Deborah Campbell: May 18, 2012


NOAA Teacher at Sea
Deborah Campbell
Onboard NOAA Ship Nancy Foster
May 14 – May 24, 2012

Mission:  Collecting Zebra Arc Shells and Multibeam Mapping
Geographical Area:  Gray’s Reef National Marine Sanctuary
Date: Friday May 18th, 2012

Weather Data from the Bridge:  Skies are overcast.  Temperature 75 degrees

Science and Technology Log

Teacher At Sea Deborah Campbell aboard NOAA Ship Nancy Foster

Today I want to talk about two research projects that are going on aboard NOAA Ship Nancy Foster. The first project is the Arca zebra collection.

Zebra Arc Shell collected by scientist J.D. on a dive mission.

Scientist, J.D. has completed eleven dives to collect ten samples of the Arca zebra, which are also known as “turkey wing” shells.  By collecting the arc shells, scientists can examine the soft tissue inside the shell to determine the ecological conditions at Gray’s Reef.  Human activities such as using pesticides can make their way to the reef.  If you have read “The Lorax”, by Dr. Suess, you know that human activities could cause habitat destruction.  By monitoring Gray’s Reef, scientists can assess how healthy the reef is.  Two thirds of the Gray’s Reef National Marine Sanctuary are used by recreational boaters, however no anchors can be used.  Anchors could damage habitats on the reef.  One third of the reef is used solely for scientific research.

Scientist J.D., Zebra Arc Shell Mission

The second research project is Multibeam Mapping of the ocean floor using the N.O.A.A. ship NANCY FOSTER multibeam sonar system.  Three people on board the ship monitor the computers for the mapping in the dry lab.  The dry lab and wet lab are next to each other.  No food or drinks are allowed in dry lab, because of the equipment.  Samantha Martin is the Senior Survey Technician and is in charge.  Kacey Johnson just graduated from the College of Charleston with a Bachelor’s degree in Geology.  Walter Potts is a Survey Technician.  All three rotate in shifts to monitor the mapping.

DATASET EXTRACT:

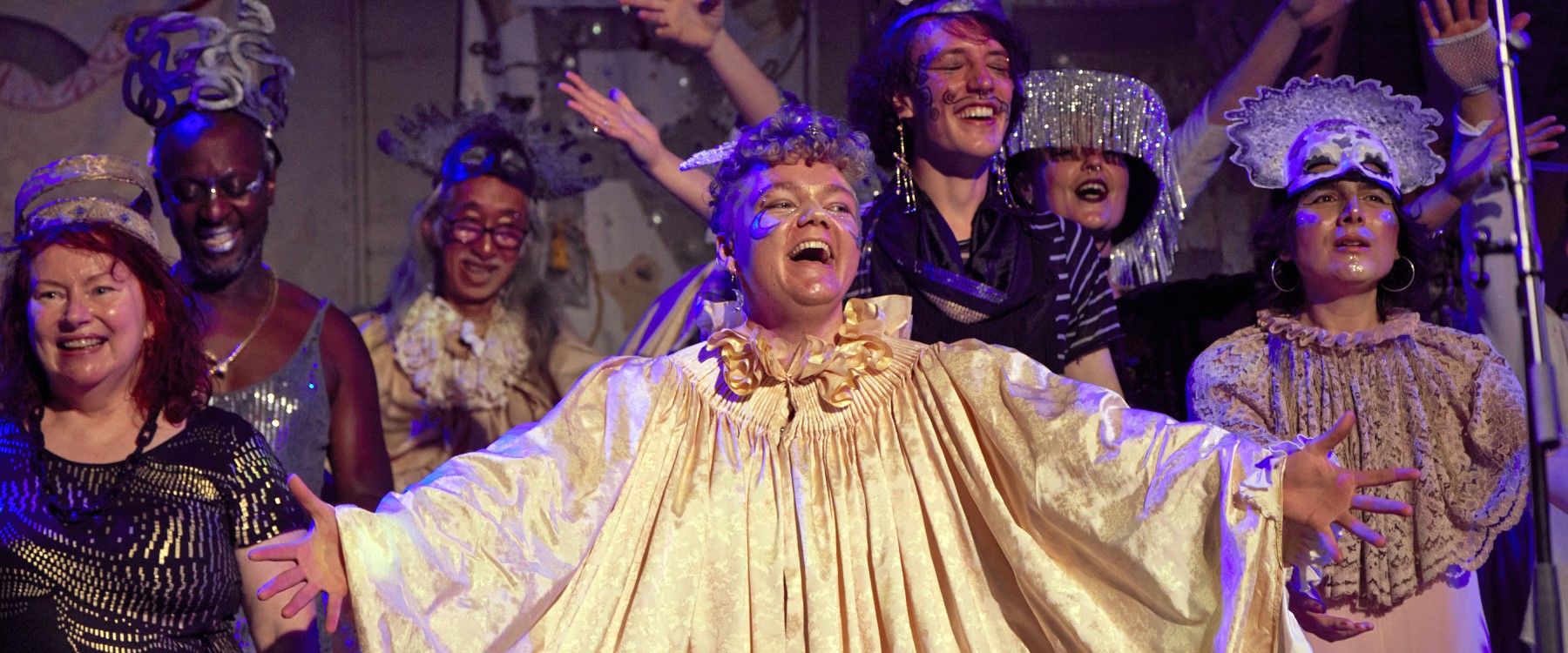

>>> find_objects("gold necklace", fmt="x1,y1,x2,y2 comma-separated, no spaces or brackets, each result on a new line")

THE PROBLEM:
Answer these questions about the Teacher at Sea log from the Nancy Foster.
(a) How many dives did J.D. complete to collect the Arca zebra samples?
(b) What portion of the reef is used solely for scientific research?
(c) Who is in charge of monitoring the multibeam mapping?
Rely only on the text to answer.

TASK RESULT:
(a) Eleven dives.
(b) One third.
(c) Samantha Martin, the Senior Survey Technician.